(Saved entries)

------------------------------------

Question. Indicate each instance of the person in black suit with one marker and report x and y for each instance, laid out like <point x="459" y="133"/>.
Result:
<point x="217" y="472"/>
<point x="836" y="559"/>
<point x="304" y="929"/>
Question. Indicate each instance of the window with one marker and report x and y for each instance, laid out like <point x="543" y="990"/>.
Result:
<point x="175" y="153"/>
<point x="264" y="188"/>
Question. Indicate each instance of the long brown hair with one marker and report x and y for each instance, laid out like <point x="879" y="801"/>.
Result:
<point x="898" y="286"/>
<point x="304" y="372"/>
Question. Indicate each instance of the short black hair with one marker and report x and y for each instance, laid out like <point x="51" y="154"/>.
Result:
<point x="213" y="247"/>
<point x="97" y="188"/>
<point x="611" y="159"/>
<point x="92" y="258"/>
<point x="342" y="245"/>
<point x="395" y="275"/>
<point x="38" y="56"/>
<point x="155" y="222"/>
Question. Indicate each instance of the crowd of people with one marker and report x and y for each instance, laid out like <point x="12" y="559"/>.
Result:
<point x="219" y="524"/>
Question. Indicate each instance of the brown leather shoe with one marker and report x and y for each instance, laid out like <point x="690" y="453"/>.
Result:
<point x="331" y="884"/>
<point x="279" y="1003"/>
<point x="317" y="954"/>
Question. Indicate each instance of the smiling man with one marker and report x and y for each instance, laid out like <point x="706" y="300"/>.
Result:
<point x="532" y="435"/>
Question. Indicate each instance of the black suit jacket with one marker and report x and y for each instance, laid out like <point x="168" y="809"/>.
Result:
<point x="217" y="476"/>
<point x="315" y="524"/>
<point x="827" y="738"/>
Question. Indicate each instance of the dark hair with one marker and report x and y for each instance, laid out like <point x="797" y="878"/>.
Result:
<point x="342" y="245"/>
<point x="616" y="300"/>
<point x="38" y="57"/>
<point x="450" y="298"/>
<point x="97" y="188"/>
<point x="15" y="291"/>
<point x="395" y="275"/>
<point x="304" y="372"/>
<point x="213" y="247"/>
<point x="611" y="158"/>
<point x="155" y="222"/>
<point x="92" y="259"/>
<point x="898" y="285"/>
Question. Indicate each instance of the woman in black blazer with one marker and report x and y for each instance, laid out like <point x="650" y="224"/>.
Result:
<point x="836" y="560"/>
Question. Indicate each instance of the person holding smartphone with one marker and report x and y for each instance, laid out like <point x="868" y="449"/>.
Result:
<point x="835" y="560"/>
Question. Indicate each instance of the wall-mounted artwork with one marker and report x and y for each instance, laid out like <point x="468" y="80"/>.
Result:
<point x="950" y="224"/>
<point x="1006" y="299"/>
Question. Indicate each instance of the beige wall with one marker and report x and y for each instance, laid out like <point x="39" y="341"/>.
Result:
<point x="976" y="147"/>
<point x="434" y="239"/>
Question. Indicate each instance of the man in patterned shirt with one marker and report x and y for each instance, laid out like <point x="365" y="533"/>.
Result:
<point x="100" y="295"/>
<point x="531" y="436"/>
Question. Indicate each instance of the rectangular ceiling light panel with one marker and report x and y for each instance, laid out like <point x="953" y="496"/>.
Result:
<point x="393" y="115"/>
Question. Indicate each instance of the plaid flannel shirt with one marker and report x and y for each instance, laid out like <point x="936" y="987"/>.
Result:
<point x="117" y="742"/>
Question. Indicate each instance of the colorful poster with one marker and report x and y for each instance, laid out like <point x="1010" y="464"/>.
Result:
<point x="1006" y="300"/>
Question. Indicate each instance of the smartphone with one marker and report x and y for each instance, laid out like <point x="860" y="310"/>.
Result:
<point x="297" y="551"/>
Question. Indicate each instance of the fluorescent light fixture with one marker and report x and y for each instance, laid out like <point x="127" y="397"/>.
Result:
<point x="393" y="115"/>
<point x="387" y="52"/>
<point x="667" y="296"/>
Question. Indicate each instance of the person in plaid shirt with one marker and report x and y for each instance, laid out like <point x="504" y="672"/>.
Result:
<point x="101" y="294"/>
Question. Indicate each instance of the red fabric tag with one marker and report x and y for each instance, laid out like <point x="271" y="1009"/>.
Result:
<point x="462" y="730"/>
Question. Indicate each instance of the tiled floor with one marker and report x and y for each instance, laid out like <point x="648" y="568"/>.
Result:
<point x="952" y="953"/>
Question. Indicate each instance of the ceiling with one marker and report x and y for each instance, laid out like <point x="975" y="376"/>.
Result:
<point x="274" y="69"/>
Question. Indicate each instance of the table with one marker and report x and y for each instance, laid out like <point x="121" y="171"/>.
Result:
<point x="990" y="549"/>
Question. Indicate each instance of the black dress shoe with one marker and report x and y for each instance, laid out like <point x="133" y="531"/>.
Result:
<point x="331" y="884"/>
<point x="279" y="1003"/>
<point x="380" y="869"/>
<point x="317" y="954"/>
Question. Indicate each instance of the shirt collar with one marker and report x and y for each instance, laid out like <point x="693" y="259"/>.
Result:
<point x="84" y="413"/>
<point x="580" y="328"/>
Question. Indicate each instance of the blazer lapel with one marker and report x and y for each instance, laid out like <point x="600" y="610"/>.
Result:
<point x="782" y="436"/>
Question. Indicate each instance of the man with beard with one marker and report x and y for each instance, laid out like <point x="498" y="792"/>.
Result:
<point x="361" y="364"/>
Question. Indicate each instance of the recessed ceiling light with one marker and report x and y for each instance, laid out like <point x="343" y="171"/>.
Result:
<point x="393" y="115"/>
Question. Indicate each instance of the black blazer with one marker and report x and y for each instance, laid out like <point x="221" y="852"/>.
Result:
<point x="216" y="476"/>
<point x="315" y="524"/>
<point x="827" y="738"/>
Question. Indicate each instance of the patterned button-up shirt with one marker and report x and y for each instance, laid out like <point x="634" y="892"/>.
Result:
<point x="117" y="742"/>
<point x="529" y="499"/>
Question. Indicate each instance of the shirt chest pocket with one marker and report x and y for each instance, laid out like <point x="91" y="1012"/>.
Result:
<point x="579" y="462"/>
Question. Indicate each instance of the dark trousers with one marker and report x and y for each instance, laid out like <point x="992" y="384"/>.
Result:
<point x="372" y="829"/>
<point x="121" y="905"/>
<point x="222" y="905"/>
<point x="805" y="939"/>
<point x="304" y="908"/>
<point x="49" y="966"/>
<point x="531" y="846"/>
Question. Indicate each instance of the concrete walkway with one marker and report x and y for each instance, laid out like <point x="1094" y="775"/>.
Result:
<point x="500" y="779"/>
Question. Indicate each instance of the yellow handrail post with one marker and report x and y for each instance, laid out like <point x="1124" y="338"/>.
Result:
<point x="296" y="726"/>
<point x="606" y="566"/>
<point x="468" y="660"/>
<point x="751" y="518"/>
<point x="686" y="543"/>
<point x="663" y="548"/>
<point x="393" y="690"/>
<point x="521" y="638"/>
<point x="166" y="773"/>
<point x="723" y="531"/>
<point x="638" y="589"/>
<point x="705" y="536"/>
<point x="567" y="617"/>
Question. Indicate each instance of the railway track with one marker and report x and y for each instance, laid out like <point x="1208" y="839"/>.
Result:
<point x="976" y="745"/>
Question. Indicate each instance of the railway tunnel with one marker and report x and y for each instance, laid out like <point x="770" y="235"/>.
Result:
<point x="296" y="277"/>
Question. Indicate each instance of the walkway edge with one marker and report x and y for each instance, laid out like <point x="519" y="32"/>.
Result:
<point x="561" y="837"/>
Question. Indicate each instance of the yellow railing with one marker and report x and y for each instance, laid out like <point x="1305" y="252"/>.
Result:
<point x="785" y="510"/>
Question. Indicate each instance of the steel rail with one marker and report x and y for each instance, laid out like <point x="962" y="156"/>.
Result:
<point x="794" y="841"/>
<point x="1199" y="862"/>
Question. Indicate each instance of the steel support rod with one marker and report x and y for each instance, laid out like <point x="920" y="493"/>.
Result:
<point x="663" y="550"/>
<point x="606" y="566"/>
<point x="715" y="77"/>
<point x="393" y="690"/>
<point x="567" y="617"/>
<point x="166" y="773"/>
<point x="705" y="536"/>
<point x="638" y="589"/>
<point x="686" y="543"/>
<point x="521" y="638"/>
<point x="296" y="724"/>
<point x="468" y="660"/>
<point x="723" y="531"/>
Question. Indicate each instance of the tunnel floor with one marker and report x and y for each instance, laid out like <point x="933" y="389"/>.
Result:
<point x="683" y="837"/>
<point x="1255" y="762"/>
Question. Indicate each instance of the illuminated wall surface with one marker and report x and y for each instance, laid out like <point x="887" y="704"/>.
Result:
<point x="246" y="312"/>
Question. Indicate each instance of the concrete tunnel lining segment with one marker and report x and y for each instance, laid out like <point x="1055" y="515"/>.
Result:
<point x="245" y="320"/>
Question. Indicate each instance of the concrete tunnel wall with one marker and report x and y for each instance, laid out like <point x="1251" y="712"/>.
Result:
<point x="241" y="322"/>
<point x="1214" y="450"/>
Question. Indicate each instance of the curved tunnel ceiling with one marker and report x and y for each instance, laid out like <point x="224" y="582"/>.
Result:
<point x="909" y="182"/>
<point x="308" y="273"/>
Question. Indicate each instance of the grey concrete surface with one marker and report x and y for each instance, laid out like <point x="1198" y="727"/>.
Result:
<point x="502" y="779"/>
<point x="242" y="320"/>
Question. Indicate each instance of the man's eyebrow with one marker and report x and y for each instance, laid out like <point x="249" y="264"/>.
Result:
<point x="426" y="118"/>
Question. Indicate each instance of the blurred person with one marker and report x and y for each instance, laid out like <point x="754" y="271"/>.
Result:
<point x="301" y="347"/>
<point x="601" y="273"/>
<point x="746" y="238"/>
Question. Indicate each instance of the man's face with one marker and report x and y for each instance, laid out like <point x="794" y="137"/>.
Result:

------------------------------------

The task: Recast the lines from the one containing "Question. Indicate each instance of the illuminated" through the end of the entries as a JSON list of strings, one string per line and no blank lines.

Final result:
[
  "Question. Indicate each instance of the illuminated wall surface with one marker and report x and y for each instance, laid out like <point x=\"887\" y=\"704\"/>.",
  "Result:",
  "<point x=\"246\" y=\"312\"/>",
  "Question. Indicate each instance of the concrete tunnel lining segment with one marker and report x and y for each instance, laid out like <point x=\"1055\" y=\"515\"/>.",
  "Result:",
  "<point x=\"245\" y=\"320\"/>",
  "Question. Indicate each instance of the concrete tunnel wall with one marker and report x and y for each instance, laid out like <point x=\"1251\" y=\"712\"/>.",
  "Result:",
  "<point x=\"241\" y=\"322\"/>",
  "<point x=\"1214\" y=\"450\"/>",
  "Question. Indicate each instance of the curved tunnel ceiling with one marker and report x and y for each instance, laid out like <point x=\"224\" y=\"582\"/>.",
  "Result:",
  "<point x=\"909\" y=\"182\"/>",
  "<point x=\"308\" y=\"273\"/>",
  "Question. Indicate each instance of the grey concrete surface with one marker and report x and y for each instance, laid out like <point x=\"1198\" y=\"727\"/>.",
  "Result:",
  "<point x=\"502\" y=\"779\"/>",
  "<point x=\"242\" y=\"320\"/>",
  "Question. Indicate each instance of the man's eyebrow with one marker and report x and y for each instance, laid out like <point x=\"249\" y=\"264\"/>.",
  "Result:",
  "<point x=\"426\" y=\"118\"/>",
  "Question. Indicate each instance of the blurred person with one marker and report x and y for each instance, laid out like <point x=\"754\" y=\"271\"/>.",
  "Result:",
  "<point x=\"301\" y=\"347\"/>",
  "<point x=\"601\" y=\"273\"/>",
  "<point x=\"746\" y=\"238\"/>",
  "Question. Indicate each instance of the man's face with one marker and report x and y for each instance, laid out like <point x=\"794\" y=\"137\"/>.",
  "Result:"
]